THE EXERCISE
Copy the lines below, from the first line up to and including the line with "x=74, y=138", requests and all. Raise each coordinate in the answers by 112 and leave the requests unchanged.

╭─ MATERIAL SHOWN

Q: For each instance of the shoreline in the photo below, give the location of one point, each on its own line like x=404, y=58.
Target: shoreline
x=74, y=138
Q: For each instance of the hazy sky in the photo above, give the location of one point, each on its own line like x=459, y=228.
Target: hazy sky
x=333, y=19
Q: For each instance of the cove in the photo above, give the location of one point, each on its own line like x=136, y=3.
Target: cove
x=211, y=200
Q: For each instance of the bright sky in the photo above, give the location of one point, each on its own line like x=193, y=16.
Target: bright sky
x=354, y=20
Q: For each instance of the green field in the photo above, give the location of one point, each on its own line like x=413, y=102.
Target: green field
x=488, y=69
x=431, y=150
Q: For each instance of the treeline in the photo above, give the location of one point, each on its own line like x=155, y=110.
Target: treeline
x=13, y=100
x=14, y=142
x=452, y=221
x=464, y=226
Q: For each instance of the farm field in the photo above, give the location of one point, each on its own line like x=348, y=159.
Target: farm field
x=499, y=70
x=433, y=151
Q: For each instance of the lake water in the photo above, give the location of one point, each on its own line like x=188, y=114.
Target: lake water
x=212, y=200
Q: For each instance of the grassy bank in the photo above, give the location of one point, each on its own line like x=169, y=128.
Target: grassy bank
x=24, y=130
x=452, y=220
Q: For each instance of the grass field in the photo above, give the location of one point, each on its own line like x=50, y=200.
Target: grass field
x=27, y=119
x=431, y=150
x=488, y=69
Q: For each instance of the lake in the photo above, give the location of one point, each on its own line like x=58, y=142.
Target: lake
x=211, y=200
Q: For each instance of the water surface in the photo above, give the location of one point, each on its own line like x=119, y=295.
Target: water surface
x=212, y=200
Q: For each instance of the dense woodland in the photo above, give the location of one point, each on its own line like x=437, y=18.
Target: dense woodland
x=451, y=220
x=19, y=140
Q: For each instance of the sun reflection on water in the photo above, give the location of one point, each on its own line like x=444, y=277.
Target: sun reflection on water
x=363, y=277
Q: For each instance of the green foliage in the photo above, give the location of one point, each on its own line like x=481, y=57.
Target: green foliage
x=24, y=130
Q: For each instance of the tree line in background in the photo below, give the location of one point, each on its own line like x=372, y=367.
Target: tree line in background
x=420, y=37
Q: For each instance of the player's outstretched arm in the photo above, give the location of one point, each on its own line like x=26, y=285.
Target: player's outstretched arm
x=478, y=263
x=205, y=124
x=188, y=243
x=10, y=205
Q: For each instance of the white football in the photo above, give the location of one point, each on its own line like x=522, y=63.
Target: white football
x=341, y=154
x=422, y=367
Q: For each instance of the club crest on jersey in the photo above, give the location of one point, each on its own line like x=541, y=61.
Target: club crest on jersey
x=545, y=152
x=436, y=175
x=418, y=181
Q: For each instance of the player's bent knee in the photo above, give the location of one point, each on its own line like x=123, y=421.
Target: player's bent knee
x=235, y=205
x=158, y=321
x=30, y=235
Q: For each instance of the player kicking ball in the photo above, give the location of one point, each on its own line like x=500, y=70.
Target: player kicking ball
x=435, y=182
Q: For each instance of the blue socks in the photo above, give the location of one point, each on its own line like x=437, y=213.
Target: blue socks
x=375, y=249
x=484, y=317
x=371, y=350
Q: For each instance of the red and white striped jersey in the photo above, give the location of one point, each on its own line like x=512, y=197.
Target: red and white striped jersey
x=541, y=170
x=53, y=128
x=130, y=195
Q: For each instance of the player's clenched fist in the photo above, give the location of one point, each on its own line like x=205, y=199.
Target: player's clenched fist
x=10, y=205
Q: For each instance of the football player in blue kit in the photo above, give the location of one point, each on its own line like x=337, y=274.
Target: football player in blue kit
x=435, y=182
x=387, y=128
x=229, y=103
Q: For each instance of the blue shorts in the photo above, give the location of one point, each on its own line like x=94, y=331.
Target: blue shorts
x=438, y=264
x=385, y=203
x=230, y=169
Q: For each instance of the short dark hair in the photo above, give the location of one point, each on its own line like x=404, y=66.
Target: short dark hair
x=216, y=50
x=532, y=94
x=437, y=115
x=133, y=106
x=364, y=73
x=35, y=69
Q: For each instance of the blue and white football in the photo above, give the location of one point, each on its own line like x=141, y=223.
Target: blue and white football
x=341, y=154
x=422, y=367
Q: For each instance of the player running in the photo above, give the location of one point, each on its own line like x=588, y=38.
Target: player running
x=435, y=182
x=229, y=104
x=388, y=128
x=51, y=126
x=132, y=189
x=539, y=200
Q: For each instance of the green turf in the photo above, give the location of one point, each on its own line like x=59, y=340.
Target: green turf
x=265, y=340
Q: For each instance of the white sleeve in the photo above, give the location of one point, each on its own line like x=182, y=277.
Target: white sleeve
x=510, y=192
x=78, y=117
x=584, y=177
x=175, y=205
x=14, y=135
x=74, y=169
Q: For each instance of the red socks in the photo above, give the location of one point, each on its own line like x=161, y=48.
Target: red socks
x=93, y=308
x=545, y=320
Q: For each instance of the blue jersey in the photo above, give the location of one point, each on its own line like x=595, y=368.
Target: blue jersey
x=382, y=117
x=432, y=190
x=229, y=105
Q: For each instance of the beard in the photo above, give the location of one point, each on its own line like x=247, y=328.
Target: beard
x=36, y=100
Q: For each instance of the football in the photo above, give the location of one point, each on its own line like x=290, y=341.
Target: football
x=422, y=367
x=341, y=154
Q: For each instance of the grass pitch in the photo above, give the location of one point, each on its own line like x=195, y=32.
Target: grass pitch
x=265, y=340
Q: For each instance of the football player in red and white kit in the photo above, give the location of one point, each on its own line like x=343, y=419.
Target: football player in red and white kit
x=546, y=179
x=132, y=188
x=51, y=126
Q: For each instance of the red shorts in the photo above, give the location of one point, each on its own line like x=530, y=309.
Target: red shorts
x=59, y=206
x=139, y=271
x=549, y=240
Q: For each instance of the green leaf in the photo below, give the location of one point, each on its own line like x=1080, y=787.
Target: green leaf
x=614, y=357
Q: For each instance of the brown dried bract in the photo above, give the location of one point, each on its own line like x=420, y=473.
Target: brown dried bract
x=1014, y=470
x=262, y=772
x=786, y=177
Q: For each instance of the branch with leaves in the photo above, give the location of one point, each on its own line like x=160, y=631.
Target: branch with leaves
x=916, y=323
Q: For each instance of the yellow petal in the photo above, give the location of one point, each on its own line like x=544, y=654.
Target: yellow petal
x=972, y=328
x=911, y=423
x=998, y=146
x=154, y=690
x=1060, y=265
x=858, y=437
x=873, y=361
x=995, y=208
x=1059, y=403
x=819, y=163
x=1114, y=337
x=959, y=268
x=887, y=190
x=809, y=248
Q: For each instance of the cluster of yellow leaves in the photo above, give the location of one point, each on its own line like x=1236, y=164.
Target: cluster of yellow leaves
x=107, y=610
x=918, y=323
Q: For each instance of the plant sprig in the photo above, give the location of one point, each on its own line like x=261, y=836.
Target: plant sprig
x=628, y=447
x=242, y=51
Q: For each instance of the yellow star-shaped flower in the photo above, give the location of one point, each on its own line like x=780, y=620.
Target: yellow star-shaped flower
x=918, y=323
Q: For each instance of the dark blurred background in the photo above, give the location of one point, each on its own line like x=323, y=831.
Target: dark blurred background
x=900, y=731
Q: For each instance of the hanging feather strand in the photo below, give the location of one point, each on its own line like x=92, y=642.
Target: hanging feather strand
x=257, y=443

╰─

TASK SOLUTION
Q: For each instance of the shoreline in the photo below, give the location of one point, each on its own line like x=404, y=58.
Target: shoreline
x=186, y=250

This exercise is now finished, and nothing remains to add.